Directions for this task> All lines holding the string "water" should be copied from the data below.
----- The input
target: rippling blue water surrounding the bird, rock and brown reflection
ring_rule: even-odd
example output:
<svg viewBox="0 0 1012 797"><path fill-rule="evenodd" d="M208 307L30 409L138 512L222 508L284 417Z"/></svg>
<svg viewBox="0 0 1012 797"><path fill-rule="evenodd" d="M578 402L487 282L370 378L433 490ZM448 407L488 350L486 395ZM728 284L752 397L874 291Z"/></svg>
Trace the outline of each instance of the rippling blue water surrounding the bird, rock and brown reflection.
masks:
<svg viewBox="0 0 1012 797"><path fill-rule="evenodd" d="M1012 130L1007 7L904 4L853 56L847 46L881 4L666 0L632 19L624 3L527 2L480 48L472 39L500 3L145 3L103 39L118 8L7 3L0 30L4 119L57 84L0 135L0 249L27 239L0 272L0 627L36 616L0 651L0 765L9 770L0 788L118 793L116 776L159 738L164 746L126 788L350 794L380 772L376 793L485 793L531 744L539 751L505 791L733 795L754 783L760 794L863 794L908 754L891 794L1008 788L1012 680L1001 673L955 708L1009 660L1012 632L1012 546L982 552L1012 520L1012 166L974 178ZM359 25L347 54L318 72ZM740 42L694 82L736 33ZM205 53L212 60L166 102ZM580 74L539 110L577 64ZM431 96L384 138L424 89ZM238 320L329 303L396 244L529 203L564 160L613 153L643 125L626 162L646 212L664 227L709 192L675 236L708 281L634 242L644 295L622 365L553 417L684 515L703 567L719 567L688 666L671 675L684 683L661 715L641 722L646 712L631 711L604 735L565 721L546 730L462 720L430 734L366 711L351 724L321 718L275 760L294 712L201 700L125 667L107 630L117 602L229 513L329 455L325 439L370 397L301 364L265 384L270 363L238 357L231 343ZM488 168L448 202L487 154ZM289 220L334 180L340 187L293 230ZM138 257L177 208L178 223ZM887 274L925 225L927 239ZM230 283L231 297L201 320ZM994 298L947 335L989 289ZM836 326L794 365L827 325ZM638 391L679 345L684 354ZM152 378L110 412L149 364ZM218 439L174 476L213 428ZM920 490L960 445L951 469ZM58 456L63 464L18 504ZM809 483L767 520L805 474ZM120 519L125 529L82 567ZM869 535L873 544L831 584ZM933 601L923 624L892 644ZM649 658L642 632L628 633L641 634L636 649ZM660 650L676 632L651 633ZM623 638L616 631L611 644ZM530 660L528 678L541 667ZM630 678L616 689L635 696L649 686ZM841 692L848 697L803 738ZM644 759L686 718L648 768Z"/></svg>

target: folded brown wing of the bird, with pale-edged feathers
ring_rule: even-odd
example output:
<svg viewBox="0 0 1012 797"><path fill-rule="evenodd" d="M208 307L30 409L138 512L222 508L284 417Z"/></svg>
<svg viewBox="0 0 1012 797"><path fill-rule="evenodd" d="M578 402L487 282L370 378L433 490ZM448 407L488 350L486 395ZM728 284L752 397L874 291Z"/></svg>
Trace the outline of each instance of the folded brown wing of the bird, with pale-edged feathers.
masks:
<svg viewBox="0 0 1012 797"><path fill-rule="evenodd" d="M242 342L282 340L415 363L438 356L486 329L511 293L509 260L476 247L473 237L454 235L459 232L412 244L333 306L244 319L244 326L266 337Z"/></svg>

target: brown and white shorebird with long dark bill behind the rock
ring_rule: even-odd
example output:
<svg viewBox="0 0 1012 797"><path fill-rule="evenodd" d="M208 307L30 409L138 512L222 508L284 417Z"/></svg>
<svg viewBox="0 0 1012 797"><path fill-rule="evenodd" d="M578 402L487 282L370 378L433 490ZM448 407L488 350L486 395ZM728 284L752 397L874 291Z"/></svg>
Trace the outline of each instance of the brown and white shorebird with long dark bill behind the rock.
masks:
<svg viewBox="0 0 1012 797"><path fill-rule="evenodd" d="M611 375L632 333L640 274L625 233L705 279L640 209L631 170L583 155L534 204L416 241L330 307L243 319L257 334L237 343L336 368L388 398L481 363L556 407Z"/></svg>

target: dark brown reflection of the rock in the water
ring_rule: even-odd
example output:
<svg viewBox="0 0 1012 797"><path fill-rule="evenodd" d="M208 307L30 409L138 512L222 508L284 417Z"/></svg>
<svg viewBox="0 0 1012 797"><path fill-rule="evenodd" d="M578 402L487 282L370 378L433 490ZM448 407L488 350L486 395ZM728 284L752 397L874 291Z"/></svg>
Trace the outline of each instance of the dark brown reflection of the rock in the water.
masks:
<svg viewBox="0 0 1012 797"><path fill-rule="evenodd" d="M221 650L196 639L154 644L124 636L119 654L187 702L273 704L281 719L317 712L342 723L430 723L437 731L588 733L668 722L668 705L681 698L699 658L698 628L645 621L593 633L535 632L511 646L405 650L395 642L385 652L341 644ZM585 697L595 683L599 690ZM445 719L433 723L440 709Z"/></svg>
----------
Task result>
target: rippling blue water surrounding the bird, rock and brown reflection
Trace the outline of each instance of the rippling blue water surrounding the bird, rock and brown reflection.
target: dark brown reflection of the rock in the water
Trace the outline of each instance of the dark brown reflection of the rock in the water.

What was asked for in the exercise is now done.